Extend the review of Duel Decks: Ajani vs. Nicol Bolas, picking up right after its last sentence.

Text section ::
━━━━━━━━━━━━━━━━━━━━━━━━━━━━━━
Sorry for this review being a bit late, that whole tropical storm a few weeks ago followed by another one meant our shipment got delayed a bit here in New England, so it wasn’t until earlier that I finally picked up my Duel Decks: Ajani vs. Nicol Bolas!
The battle of Alara’s Maelstorm is in your hands. Determine the fate of an entire plane and the outcome of the an epic conflict between two rival Planeswalkers.
Suggested ages: 13 and up
Number of players: 2
Playing time: 30 minutes
Contents: 2 decks of 60 cards, two deck boxes, two inserts, two card tokens
Retail price: $19.99 and is available on Amazon and retailers everywhere
I’ve got to hand it to Wizards of the Coast, in the last few years they have really stepped up their packaging efforts. I know a big part of it is the simple fact that for products like these, they need to look bigger than the standard Magic product. While $20 may seem reasonable to most players for two 60-card decks, they suddenly look very small when taken out of the box.
━━━━━━━━━━━━━━━━━━━━━━━━━━━━━━
Information given ::
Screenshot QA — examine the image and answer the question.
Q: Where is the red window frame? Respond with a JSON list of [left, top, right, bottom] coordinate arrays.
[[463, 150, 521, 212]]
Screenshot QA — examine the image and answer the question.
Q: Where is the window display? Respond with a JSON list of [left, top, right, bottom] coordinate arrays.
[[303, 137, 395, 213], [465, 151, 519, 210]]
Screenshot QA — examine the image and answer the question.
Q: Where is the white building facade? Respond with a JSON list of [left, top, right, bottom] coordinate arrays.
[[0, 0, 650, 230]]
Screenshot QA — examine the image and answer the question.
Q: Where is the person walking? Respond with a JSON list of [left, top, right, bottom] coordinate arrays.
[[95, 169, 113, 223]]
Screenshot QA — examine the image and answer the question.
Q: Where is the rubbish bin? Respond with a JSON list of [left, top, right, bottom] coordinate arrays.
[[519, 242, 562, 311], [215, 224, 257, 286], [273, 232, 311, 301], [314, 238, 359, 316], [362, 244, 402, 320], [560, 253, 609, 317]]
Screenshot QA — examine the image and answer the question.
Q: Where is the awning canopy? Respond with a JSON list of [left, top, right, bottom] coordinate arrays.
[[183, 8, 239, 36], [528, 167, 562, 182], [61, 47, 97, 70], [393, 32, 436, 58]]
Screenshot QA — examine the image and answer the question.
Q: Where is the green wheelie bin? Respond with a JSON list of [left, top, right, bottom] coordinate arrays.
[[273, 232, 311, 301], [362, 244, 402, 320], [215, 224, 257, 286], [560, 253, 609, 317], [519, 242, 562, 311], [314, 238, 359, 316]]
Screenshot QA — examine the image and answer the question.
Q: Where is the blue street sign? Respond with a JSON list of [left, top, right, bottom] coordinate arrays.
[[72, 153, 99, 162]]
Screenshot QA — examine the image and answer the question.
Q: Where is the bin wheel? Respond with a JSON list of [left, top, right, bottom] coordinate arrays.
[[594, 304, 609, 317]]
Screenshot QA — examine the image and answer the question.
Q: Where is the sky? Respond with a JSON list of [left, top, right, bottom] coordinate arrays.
━━━━━━━━━━━━━━━━━━━━━━━━━━━━━━
Exercise response ::
Included in the set are two 60-card decks, two creature tokens, two special deck boxes and two foldout inserts that illustrate the basics of Magic from a rules standpoint, and the other talks about the story line behind these decks. Basically Nicol Bolas is still upset about the Mending and Ajani is filled with rage. It’s the storyline that played out during the Alara block, but it means each deck takes after a shard. As for the deck boxes, they’re okay but barely have enough space for the cards in the deck alone so if you want to sleeve you deck, you’ll need a new container.
All the cards in this set are marked with a new expansion symbol made up of Nicol Bolas’s horns and Ajani’s Behemoth Sledge.
The leonin Ajani Goldmane scours the shards of Alara with a single thought in mind: revenge. Filled with rage at the murder of his brother, Jazal, Ajani searches for his killer. Leaving no stone unturned, his wrath grows along with his power as a Planeswalker, leading him to an ultimate showdown with the Multiverse’s master manipulator.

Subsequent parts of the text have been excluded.